__SHORT EXERCISE 1__:
Recast the records as a JSON list of strings, one string per line, with blank lines left out. Begin at the line that has "bbox request wrist" and continue through the end of the records.
__SHORT EXERCISE 2__:
Continue the passage on gate-level minimization and K-maps from where it stops.

__SELECTED PASSAGE__:
In the last article, we established how to use Boolean algebra to form Boolean functions that represent our circuits – then we tried to make them! If you watched last week’s video, you might think to yourself, “We have to do all of that EVERY time?!”. If that were the case, I think even the most enthusiastic electronics hobbyist would throw up their wires. Thankfully, the wonderful thing about human beings is that we are all, to some extent, cheap and lazy – which is the root of all innovation.
Gate-level minimization is the task of trying to represent a circuit in a form that is easier to build and cheaper to make. How do we do this? We use K-maps.

__EXTRACTED ENTRIES__:
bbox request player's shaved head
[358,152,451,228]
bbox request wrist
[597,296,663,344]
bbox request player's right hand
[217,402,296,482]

__EXERCISE ANSWER 1__:
[
  "bbox request wrist",
  "[597,296,663,344]",
  "bbox request player's right hand",
  "[217,402,296,482]"
]

__EXERCISE ANSWER 2__:
The Map Method
We’ll explain this concept using the truth table from the last article:
The first thing we’ll do is make a map out of it so we can see all the areas that are shared by the 1s:
What we did is we placed the possible values for “a” along the columns:
Then we placed the possible values for “b” and “c” along the rows:
Then we placed the values from the truth table into the actual map area. For instance, an input of a = 0, b = 1, and c = 1 has a result of f = 0 in our truth table and therefore would be mapped accordingly:
Three important things to know:
Never change the order of your input variables. If your truth table has the inputs “abc”, then you map them in the k-map as “a\bc” not “a\cb” or “b\ca” because it will mess up your mapping and further calculations.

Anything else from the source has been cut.